> _Work required_
The expected answer is the data below, retyped exactly.

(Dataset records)

########################################

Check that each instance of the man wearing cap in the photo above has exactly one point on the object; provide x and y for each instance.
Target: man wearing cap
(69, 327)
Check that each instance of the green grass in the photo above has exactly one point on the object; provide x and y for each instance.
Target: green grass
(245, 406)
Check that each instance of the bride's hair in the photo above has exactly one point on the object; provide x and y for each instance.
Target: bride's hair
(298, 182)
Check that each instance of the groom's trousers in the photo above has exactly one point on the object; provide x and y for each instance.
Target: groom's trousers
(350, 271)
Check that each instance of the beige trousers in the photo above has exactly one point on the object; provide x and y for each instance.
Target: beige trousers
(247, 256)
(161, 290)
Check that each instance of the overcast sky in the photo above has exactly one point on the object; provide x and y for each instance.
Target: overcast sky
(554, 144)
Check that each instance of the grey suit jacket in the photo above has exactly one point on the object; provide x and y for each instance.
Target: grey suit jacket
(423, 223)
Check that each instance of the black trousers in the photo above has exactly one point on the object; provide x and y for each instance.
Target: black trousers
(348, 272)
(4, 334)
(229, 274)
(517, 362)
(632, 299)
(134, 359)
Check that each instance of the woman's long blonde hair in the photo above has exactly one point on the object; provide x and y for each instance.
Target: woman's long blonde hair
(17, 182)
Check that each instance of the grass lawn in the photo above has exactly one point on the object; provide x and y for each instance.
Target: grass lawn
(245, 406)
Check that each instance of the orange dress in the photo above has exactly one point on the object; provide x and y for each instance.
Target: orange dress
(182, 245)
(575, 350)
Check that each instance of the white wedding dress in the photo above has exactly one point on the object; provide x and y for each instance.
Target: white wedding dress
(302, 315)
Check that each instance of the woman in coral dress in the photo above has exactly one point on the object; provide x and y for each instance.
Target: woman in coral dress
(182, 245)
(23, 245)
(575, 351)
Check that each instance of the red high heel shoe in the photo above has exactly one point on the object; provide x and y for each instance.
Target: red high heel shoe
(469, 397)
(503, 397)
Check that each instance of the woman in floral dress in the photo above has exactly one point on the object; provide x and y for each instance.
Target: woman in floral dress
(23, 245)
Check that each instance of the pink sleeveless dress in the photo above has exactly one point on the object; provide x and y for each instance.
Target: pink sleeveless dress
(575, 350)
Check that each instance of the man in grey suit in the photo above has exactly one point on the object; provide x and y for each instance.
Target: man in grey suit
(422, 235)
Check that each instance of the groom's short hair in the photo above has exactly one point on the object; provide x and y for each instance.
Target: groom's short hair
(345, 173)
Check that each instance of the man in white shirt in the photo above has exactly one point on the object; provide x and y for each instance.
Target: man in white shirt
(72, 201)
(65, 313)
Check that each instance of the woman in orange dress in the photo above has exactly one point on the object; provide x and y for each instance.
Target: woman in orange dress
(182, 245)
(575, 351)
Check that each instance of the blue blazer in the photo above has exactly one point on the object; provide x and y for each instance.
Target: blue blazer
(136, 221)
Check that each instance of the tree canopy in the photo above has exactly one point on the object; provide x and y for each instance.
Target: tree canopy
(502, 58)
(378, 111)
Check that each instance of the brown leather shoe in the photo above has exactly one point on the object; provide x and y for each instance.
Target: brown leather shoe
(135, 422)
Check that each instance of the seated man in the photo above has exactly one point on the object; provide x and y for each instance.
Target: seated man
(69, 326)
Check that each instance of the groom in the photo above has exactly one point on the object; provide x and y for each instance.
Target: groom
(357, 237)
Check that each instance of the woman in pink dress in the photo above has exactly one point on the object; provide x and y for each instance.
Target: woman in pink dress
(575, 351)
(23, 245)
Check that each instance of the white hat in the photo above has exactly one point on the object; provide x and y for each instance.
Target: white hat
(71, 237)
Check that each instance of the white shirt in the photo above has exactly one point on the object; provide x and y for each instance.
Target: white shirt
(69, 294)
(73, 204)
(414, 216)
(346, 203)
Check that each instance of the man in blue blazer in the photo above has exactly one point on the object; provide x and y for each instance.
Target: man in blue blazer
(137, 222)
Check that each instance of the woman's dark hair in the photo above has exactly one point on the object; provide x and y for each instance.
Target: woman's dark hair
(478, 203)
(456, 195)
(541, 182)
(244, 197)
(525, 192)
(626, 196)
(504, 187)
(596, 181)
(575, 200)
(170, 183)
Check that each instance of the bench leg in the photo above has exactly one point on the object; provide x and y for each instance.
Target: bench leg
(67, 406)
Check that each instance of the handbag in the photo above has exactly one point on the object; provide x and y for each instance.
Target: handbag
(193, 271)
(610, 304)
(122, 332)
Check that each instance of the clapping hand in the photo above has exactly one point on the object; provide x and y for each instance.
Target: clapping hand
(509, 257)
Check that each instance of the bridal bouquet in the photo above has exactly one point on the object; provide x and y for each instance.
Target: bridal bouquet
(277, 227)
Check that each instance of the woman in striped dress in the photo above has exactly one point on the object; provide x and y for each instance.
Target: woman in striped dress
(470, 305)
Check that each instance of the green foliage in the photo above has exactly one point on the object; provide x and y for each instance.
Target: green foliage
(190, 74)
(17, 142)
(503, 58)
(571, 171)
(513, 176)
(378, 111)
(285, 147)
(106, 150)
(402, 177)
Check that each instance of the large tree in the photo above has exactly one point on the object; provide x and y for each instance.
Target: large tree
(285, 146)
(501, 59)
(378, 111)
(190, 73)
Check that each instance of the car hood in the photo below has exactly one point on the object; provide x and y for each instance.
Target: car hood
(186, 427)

########################################

> _Answer section_
Check that each instance of the man wearing cap in the photo above has exactly one point on the object; provide x and y for each instance.
Target: man wearing cap
(69, 327)
Check that each instance of the green grass in the photo above has exactly one point on the object; provide x and y for each instance.
Target: green grass
(245, 406)
Check that each instance of the bride's hair in the photo above has exactly one point on the object; provide x and y for each instance.
Target: bride's hair
(298, 182)
Check that each instance of the groom's trousers in the photo above has exactly one point on the object; provide x and y for each instance.
Target: groom's trousers
(350, 271)
Check that each instance of the beige trousers in the photo above has exactly one point on the object; provide x and y for each instance.
Target: beige trousers
(247, 256)
(161, 290)
Check that each instance of the overcast sky in the photo above has exactly one point on the object; provide x and y for each instance.
Target: overcast sky
(554, 144)
Check that each instance of the grey suit jacket in the photo above has exactly one point on the object; provide x and y for each instance.
Target: grey suit jacket
(423, 223)
Check that each instance of the black trousers in the photo above has exactly one point on the object; provide x and y for each instance.
Target: black trousers
(348, 272)
(4, 334)
(229, 274)
(517, 362)
(632, 299)
(134, 359)
Check that each instance of the woman's long blonde hair in the photo above has exactly one point on the object; provide x and y for each instance.
Target: woman's long blonde hair
(17, 182)
Check that each instance of the grass lawn in the photo above has exactly one point on the object; provide x and y for each instance.
Target: grass lawn
(245, 406)
Check that each instance of the orange dress in the photo above has exactly one point on the object; provide x and y for each instance.
Target: orange dress
(182, 245)
(575, 350)
Check that each instance of the white wedding dress in the photo above has exactly one point on the object; provide x and y for each instance.
Target: white wedding dress
(302, 315)
Check that each instance of the woman in coral dress in the photo above has exactly one point on the object; provide x and y for each instance.
Target: woman in coral dress
(182, 245)
(23, 245)
(575, 351)
Check that each instance of the red high heel shoe in the photo above has exactly one point on the object; provide x and y for each instance.
Target: red high heel shoe
(469, 397)
(503, 397)
Check that each instance of the woman in floral dress in the photo above has exactly one point on the object; provide x and y for each instance.
Target: woman in floral dress
(23, 245)
Check that each instance of the pink sleeveless dress in the photo above has exactly one point on the object; provide x and y for each instance.
Target: pink sleeveless dress
(575, 350)
Check that each instance of the man in grey suit in the photo above has exactly one point on the object; provide x and y for each instance.
Target: man in grey suit
(422, 235)
Check that each instance of the groom's short hair in the photo above has exactly one point on the object; provide x and y for each instance.
Target: groom's short hair
(345, 173)
Check that each instance of the man in white shirt in the photo above has exactly one point on the object; provide x and y for each instance.
Target: man in white shirt
(72, 201)
(65, 313)
Check that each instance of the woman in orange dress in the photo above has exactly one point on the object; provide x and y for each instance.
Target: woman in orange dress
(182, 245)
(575, 351)
Check that each instance of the blue blazer in the photo above has exactly one point on the object; provide x and y for each instance.
Target: blue blazer
(136, 221)
Check that each instance of the tree canopy in the photo above has exactly one point on the object; provide x and y for each instance.
Target: tree canopy
(502, 58)
(378, 111)
Check that each instance of the brown leather shoe in the photo above has exactly one point on the object; provide x and y for each instance.
Target: brown leather shoe
(135, 422)
Check that each instance of the seated man in the photo above has exactly one point on the object; provide x and y for each instance.
Target: seated man
(69, 326)
Check that each instance of the groom in the photo above has exactly one point on the object; provide x and y for each instance.
Target: groom
(357, 237)
Check that each instance of the woman in pink dress in the photo above has exactly one point on the object; provide x and y for each instance.
Target: woman in pink dress
(575, 351)
(23, 245)
Check that each instance of the white hat in the photo above has exactly one point on the object; provide x and y for each instance.
Target: white hat
(71, 237)
Check that each instance of the white shirt in the photo above has exactly one point on the object; provide x and y for each instance.
Target: white shirt
(69, 294)
(73, 204)
(414, 216)
(346, 203)
Check that each instance of the man in blue blazer in the photo above has exactly one point on the object; provide x and y for each instance.
Target: man in blue blazer
(137, 222)
Check that each instance of the woman's dark hair in the photo above has exactly one point on the object; provide x and y for each instance.
Target: woman's dark hair
(478, 203)
(456, 195)
(541, 182)
(244, 197)
(525, 192)
(626, 196)
(504, 187)
(596, 181)
(575, 200)
(170, 183)
Check that each instance of the bench leg in the photo above has exactly one point on the object; provide x and y for each instance.
Target: bench leg
(67, 406)
Check that each instance of the handbag in the photo above has exactly one point on the object; provide x and y for each instance.
Target: handbag
(193, 271)
(610, 304)
(122, 332)
Check that each instance of the clapping hand in the photo above has exactly one point on the object; provide x and y for each instance.
Target: clapping hand
(509, 257)
Check that each instance of the bridal bouquet in the photo above has exactly one point on the object; provide x and y for each instance.
Target: bridal bouquet
(277, 227)
Check that each instance of the woman in striped dress in the photo above has exactly one point on the object; provide x and y for each instance.
Target: woman in striped dress
(470, 305)
Check that each instance of the green foliage in the photo above has exactly one point on the object; provide x and y for each instance.
Target: green foliage
(190, 74)
(17, 142)
(503, 58)
(571, 171)
(513, 176)
(378, 111)
(285, 147)
(106, 150)
(402, 177)
Check that each instance of the large tree in the photo above has exactly one point on the object; provide x and y for each instance.
Target: large tree
(285, 146)
(501, 59)
(378, 111)
(190, 73)
Check that each instance of the car hood in the photo below has exactly one point on the object; provide x and y for each instance.
Target: car hood
(186, 427)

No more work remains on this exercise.